## [EXERCISE MATERIALS]
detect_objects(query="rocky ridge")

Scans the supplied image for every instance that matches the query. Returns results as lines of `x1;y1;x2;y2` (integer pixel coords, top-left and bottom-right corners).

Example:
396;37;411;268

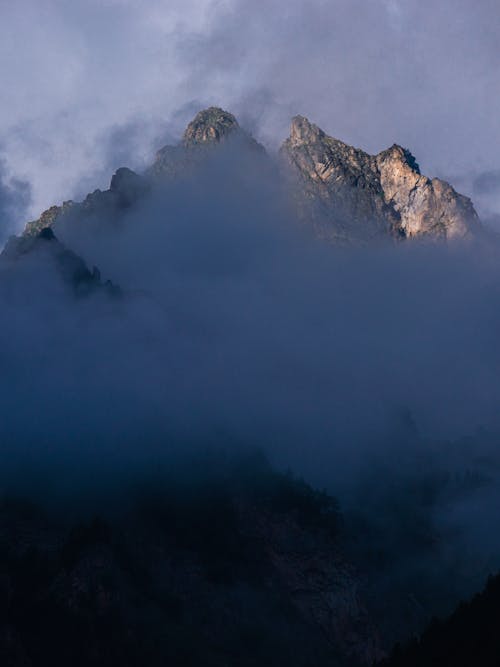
22;107;481;244
281;115;480;241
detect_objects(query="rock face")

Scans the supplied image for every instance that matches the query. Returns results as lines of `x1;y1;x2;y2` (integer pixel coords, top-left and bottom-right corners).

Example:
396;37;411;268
22;107;482;243
376;144;479;239
281;116;401;242
281;116;481;242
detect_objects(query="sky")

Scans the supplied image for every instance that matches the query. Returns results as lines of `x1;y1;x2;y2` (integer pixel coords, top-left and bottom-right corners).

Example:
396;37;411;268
0;0;499;228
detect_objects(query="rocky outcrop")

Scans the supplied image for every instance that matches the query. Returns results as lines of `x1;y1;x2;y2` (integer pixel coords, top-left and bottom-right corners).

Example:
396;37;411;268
376;144;480;239
24;200;75;237
281;116;481;242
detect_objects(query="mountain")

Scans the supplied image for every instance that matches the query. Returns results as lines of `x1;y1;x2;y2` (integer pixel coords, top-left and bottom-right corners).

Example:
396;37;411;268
22;107;481;243
281;116;480;242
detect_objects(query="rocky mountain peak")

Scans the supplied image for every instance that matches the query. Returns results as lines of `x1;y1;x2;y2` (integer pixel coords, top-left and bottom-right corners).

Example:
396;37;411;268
182;106;240;147
289;115;324;145
378;144;421;175
281;116;399;242
281;115;481;241
150;107;265;178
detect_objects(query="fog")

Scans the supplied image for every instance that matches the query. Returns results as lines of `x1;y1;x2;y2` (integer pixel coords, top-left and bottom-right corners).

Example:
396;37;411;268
2;137;500;641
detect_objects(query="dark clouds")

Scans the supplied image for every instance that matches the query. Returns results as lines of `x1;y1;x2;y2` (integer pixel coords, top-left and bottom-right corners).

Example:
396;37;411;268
1;0;499;226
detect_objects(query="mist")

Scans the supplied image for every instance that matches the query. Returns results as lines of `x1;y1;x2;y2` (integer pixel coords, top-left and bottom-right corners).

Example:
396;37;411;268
0;137;499;622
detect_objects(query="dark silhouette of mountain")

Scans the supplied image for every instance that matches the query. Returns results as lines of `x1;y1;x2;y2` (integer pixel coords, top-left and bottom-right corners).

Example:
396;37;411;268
379;572;500;667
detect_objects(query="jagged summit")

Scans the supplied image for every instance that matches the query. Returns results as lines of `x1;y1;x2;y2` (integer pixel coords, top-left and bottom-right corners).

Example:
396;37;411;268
22;107;482;243
182;107;240;146
289;115;324;144
281;114;480;241
378;144;421;175
150;106;265;178
281;115;400;242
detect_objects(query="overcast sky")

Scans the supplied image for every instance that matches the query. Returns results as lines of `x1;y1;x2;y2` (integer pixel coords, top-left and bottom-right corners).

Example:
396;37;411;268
0;0;499;227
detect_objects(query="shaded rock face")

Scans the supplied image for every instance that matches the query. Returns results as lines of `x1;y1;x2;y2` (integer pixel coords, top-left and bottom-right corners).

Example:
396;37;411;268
281;116;481;242
22;106;481;244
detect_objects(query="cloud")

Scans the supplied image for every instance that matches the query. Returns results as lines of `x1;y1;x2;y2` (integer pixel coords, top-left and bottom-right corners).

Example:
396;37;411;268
0;159;30;244
474;170;500;196
1;0;499;226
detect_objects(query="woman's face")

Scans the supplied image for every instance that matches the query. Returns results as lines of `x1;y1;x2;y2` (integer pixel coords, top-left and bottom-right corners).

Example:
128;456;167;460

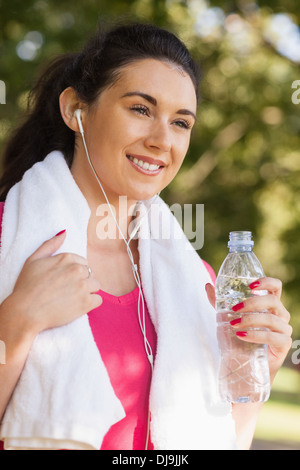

## [PROBLEM STATEMENT]
Copy out each line in the preceding records that contains "mountain".

## [EXERCISE SOLUTION]
detect_objects(query="mountain")
detect_objects(query="rocky mountain peak")
detect_objects(query="dark silhouette of mountain")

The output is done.